**YOUR OBJECTIVE**.
Transcribe every line of the listing below without any deviation.

**DATA EXTRACT**.
········
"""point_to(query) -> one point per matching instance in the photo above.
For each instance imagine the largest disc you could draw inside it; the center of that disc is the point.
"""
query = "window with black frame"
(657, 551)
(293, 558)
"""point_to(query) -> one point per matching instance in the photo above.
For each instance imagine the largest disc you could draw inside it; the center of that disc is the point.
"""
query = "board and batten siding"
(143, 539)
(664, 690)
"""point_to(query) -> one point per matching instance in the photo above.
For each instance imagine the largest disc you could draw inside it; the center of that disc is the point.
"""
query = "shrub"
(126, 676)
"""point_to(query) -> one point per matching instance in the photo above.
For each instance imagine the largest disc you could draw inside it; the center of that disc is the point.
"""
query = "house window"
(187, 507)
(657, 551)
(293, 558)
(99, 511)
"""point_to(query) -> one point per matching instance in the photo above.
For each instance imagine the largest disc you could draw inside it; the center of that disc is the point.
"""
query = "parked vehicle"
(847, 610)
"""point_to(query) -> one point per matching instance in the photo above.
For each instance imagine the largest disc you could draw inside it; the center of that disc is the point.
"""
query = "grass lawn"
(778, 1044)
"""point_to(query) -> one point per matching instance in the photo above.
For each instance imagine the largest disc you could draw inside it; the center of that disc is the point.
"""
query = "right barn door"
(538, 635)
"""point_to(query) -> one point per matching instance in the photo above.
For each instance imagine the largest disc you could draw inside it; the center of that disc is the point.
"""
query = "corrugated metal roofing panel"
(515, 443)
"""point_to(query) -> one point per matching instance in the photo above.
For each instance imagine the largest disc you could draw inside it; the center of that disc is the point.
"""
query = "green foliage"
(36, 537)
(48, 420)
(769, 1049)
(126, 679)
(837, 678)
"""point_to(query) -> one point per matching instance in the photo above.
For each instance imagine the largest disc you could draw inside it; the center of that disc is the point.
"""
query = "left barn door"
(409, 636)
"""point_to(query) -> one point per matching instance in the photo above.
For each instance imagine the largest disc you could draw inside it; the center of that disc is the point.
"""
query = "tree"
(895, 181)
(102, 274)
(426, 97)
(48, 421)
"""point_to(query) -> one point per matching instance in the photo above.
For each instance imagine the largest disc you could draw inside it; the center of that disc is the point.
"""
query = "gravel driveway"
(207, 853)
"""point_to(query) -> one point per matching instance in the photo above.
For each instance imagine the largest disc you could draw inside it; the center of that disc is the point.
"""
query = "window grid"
········
**ANSWER**.
"""point_to(query) -> one point per matching instance in the photo above.
For each instance imagine the largest disc you could draw inside it; the center of that disc is the point.
"""
query = "window with black frame"
(657, 551)
(293, 558)
"""point_to(query) -> one point per matching instance in the photo above.
For each instance imagine the largest disc you could draw inside it; the center of that disc is the point.
"""
query = "board and batten siding"
(143, 539)
(664, 690)
"""point_to(query) -> one point per matching instance in the photo above.
For each instance imagine the largest disc you could draw inside it; the center of that disc is the point.
"""
query = "shrub"
(126, 676)
"""point_to(query) -> one point per matching instance in the photo above.
For each instance imagine the largest disc you could draw inside it; the center of that disc is the point.
"""
query = "house window"
(187, 507)
(657, 551)
(293, 558)
(99, 511)
"""point_to(query) -> one point per matching instance in the photo above.
For each instance imagine the largest disc you could draw inside it; the center of that disc is the point.
"""
query = "parked vehicle"
(847, 610)
"""point_to(query) -> one point per matching instance in the photo above.
For each instance imagine the largest disc you could draw inside it; the center of that disc is the point.
"""
query = "grass lawn"
(778, 1044)
"""point_to(query) -> one point per matching instance in the photo above.
For each instance imagine the largest disc you could draw inside it; the center of that disc is the point.
"""
query = "right barn door"
(538, 635)
"""point_to(query) -> one point per matching instance in the photo above.
For each instance imagine the largest disc you could draw inside it; the center of that disc is the point.
"""
query = "corrugated metal roofing panel"
(515, 443)
"""point_to(query) -> one point per matching instance in the photo above.
For each instance imagine the largest disc you could draw inside it; the center of that disc is the point.
"""
query = "green foliage"
(36, 537)
(48, 420)
(769, 1049)
(126, 679)
(837, 678)
"""point_to(query) -> one point per matching instance in the photo above.
For each instance imagine the largest disc you could draw inside it; the center of that disc is the point.
"""
query = "left barn door"
(409, 636)
"""point_to(query) -> one point per matching instance in the photo above.
For each instance imagine the largest disc you could draw inside it; the center of that disc is the point.
"""
query = "tree"
(895, 181)
(102, 274)
(426, 97)
(48, 421)
"""point_to(query) -> one point per matching instance in the photo above.
For each instance imagine the largest disc you could draw inside it; the center of that disc is the point.
"""
query = "gravel driveway"
(207, 853)
"""point_to(query) -> one point per matching instance in the photo above.
For each instance imagine the largest disc you could draw inside it; the center of that disc is the point.
"""
query = "window grid"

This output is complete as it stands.